◆ Task objective ◆
The lines to be set down run from the line containing "of the leopard." through the final line of the data below; print them exactly and print nothing else.

=== Records supplied ===

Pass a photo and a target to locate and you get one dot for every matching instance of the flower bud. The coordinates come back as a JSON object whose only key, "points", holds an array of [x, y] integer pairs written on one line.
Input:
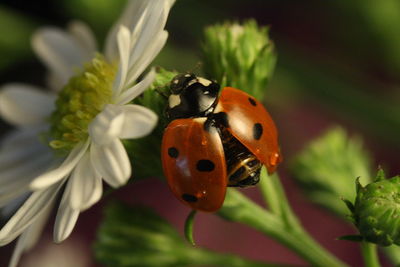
{"points": [[377, 210], [240, 56]]}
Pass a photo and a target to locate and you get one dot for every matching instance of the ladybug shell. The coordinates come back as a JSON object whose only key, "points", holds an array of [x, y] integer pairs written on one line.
{"points": [[194, 163], [249, 122]]}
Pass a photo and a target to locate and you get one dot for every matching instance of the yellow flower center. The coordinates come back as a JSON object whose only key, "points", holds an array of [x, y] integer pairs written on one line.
{"points": [[79, 102]]}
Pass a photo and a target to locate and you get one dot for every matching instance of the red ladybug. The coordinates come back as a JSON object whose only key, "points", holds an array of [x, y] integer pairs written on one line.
{"points": [[215, 141]]}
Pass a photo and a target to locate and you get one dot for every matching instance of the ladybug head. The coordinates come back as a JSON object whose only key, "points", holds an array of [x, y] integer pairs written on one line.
{"points": [[191, 96]]}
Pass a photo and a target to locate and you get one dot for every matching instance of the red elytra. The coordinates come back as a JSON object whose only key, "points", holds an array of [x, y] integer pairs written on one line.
{"points": [[193, 158]]}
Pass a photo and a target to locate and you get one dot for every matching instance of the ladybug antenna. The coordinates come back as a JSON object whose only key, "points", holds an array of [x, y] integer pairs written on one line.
{"points": [[197, 67], [189, 227], [158, 90]]}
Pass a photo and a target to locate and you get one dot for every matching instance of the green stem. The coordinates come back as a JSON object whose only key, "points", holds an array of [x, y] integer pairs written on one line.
{"points": [[204, 257], [370, 254], [239, 208], [393, 253]]}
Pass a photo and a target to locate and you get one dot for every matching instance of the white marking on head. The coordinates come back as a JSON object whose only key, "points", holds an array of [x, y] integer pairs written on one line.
{"points": [[203, 81], [174, 100]]}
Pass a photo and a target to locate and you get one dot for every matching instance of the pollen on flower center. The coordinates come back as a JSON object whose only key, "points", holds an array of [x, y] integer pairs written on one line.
{"points": [[79, 102]]}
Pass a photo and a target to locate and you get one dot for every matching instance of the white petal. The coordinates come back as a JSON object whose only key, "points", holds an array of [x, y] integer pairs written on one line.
{"points": [[66, 216], [131, 93], [154, 19], [84, 35], [60, 51], [29, 237], [86, 185], [22, 158], [139, 121], [28, 213], [107, 125], [20, 146], [22, 137], [25, 105], [63, 170], [111, 162], [15, 181], [124, 41]]}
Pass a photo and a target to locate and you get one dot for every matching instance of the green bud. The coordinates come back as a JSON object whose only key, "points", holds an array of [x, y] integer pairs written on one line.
{"points": [[377, 210], [240, 56], [145, 152], [328, 167]]}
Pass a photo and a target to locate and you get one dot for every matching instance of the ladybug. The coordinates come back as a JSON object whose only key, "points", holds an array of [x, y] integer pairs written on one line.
{"points": [[214, 141]]}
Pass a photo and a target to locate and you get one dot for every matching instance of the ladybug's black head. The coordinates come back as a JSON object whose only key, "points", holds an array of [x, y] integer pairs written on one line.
{"points": [[191, 96]]}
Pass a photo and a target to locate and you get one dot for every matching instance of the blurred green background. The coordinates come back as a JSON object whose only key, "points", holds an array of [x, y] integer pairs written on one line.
{"points": [[338, 63]]}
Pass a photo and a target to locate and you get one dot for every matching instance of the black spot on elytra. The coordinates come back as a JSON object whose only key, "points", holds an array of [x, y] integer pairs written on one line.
{"points": [[257, 131], [236, 175], [252, 101], [222, 118], [205, 165], [252, 163], [173, 152], [189, 198]]}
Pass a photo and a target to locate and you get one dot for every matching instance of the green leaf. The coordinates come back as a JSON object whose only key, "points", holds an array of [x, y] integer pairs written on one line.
{"points": [[136, 236], [328, 168]]}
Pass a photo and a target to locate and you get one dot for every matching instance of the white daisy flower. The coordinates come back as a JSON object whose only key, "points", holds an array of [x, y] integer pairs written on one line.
{"points": [[85, 121]]}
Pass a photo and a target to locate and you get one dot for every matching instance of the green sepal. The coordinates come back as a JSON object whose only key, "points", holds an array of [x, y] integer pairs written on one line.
{"points": [[349, 204], [358, 185], [380, 175]]}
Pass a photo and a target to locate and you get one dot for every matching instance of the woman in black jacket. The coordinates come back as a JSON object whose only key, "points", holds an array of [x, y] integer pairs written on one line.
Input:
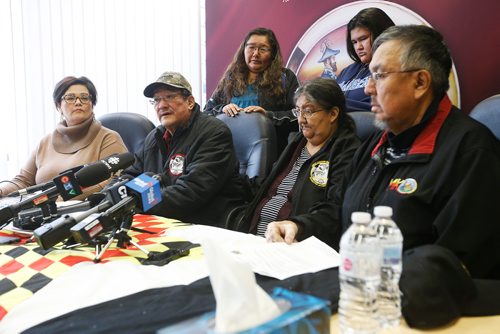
{"points": [[311, 166]]}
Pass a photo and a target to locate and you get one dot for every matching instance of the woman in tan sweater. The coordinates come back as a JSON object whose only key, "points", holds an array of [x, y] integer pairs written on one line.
{"points": [[78, 139]]}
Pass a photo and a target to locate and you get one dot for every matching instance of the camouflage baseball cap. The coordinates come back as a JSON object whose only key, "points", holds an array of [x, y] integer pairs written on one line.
{"points": [[173, 79]]}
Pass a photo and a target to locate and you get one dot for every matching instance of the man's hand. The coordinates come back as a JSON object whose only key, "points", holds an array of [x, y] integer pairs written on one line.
{"points": [[282, 231], [231, 109]]}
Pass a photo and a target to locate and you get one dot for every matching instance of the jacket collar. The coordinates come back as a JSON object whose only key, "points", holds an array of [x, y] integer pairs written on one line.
{"points": [[425, 142]]}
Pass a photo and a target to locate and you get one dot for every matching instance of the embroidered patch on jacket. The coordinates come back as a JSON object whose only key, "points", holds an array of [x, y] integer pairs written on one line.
{"points": [[176, 164], [403, 186], [319, 173]]}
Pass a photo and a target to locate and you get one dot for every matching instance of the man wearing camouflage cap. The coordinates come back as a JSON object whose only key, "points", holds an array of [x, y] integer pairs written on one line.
{"points": [[192, 152]]}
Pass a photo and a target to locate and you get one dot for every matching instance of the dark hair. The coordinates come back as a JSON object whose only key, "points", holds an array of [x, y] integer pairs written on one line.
{"points": [[269, 82], [422, 48], [63, 85], [327, 94], [374, 19]]}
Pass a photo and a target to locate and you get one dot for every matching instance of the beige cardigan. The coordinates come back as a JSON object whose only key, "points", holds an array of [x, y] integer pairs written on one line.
{"points": [[65, 148]]}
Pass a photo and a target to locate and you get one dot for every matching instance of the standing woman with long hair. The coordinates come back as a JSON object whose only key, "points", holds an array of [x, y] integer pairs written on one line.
{"points": [[256, 81], [362, 30]]}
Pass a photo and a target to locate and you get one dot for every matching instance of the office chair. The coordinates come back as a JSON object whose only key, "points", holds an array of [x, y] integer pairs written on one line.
{"points": [[488, 113], [254, 139], [364, 123], [132, 127]]}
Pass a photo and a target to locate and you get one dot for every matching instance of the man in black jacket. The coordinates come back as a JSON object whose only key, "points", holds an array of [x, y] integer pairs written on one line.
{"points": [[436, 167], [192, 152]]}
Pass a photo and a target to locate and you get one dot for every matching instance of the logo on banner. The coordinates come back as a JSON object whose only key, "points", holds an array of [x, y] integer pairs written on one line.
{"points": [[319, 173], [403, 186], [322, 51], [176, 165]]}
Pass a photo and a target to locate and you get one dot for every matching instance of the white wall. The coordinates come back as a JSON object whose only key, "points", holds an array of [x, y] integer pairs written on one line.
{"points": [[121, 45]]}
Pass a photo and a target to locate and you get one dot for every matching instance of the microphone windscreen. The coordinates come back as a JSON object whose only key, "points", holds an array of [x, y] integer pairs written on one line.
{"points": [[96, 198], [92, 174], [120, 161]]}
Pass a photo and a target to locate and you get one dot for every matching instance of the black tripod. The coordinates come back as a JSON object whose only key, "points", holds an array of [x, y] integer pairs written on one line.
{"points": [[120, 234]]}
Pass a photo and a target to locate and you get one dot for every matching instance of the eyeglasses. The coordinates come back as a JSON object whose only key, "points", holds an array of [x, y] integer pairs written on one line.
{"points": [[305, 113], [376, 76], [260, 49], [71, 98], [166, 98]]}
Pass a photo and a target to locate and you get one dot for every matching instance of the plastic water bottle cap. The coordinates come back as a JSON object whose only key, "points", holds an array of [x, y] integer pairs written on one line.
{"points": [[382, 211], [360, 217]]}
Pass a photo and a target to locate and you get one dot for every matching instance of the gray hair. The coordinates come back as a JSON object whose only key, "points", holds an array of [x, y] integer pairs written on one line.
{"points": [[422, 48]]}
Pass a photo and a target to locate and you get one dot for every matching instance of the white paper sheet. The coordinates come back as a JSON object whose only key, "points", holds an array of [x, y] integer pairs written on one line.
{"points": [[277, 260]]}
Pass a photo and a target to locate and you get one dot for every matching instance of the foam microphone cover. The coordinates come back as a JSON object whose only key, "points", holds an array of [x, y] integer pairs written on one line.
{"points": [[117, 162], [92, 174]]}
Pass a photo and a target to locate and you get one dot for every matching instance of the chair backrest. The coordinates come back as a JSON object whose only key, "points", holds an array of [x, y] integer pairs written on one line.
{"points": [[254, 139], [488, 113], [364, 123], [132, 127]]}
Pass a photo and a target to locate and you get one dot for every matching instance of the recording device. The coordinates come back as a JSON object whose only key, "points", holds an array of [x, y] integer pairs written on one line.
{"points": [[56, 231], [113, 163], [33, 218], [140, 195], [32, 189], [69, 185], [87, 176], [123, 200]]}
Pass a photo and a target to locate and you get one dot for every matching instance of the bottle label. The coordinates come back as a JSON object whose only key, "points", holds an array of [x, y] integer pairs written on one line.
{"points": [[392, 254], [360, 264]]}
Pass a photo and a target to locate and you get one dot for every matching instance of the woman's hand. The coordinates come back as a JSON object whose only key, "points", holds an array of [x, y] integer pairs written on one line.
{"points": [[282, 231], [259, 109], [231, 109]]}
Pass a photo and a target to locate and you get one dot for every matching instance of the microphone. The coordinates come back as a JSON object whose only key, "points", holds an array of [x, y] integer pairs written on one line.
{"points": [[36, 216], [124, 198], [86, 177], [114, 163], [31, 189], [56, 231], [117, 162]]}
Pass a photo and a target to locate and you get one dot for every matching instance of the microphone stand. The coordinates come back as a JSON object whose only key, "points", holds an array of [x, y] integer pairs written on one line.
{"points": [[123, 239]]}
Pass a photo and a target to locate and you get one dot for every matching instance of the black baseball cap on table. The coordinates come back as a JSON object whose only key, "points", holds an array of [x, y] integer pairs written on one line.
{"points": [[437, 289]]}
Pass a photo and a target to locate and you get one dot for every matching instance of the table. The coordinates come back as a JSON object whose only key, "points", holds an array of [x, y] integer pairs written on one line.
{"points": [[464, 325], [149, 298]]}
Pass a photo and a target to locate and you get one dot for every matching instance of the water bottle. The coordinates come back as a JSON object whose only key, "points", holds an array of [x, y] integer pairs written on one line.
{"points": [[391, 242], [359, 273]]}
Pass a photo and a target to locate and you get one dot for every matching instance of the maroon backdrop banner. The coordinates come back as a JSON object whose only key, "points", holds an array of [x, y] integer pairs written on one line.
{"points": [[470, 29]]}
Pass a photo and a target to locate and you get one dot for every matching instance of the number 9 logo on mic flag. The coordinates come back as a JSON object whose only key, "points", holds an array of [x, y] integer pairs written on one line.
{"points": [[148, 189]]}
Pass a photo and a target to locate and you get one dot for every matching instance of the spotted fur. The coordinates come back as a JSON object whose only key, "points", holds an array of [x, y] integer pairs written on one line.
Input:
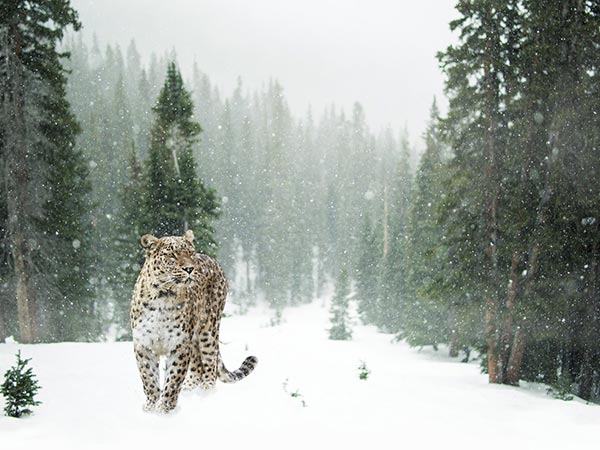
{"points": [[176, 312]]}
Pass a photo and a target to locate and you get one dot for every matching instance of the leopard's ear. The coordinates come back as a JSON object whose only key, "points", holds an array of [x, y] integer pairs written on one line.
{"points": [[189, 236], [149, 242]]}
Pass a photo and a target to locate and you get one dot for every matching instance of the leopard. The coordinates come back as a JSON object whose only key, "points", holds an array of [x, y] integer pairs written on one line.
{"points": [[176, 312]]}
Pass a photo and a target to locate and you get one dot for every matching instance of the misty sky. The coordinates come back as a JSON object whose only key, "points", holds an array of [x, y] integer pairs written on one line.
{"points": [[378, 52]]}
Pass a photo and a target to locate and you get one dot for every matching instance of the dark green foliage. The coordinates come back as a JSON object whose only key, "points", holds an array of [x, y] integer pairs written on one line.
{"points": [[174, 198], [293, 191], [19, 389], [45, 204], [340, 319], [368, 273], [503, 236]]}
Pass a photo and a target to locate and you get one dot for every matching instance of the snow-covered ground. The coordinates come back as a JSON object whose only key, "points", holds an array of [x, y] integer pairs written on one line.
{"points": [[92, 397]]}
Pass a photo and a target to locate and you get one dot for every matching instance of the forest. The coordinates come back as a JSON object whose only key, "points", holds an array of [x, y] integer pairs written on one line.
{"points": [[488, 245]]}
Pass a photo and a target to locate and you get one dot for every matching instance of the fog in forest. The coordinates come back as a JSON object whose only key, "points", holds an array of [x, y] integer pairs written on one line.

===

◆ Task output ◆
Pass a photo and a target to locate and you get one dot for every matching instance of the leopard. The coordinates come back as a JSON object whose only key, "points", holds an array of [x, y] integer pairs written on one line.
{"points": [[176, 312]]}
Pass a photo and a target to locate and you get one dot for every matching instance of the misty sky. The coordinates come back as a JSON object whose only key, "points", holds an array of [x, y] integer pairs written on one line.
{"points": [[378, 52]]}
Pass a photo and a target to locate and you get one dot for every matching instance of the dark green foliage. The coordinates come back as a JSON object whose only key, "points", holds an array of [x, y] integer pairs written on one line.
{"points": [[174, 198], [293, 191], [19, 389], [45, 204], [340, 319], [368, 273], [503, 236]]}
Pass a photo and a target to locate and you get one dot for every matching instance of the snow-covered ground. The coordinates come back as a JSON object whose only key, "points", holds an array of [x, y] integer pairs written on one line.
{"points": [[92, 397]]}
Pass a photo and a target to locate and you get one dot for every matching instance of the forest. The coordinates come back as a JSON object whose only key, "points", holds an array of [x, y] integer pairs written on one line.
{"points": [[488, 245]]}
Pass a photo and a target to locate and you get one dot for every matching instance of the fog in forest. The coordinates come back as a JSON object whose only key, "points", holds an array of [x, y] integer pairs written on one line.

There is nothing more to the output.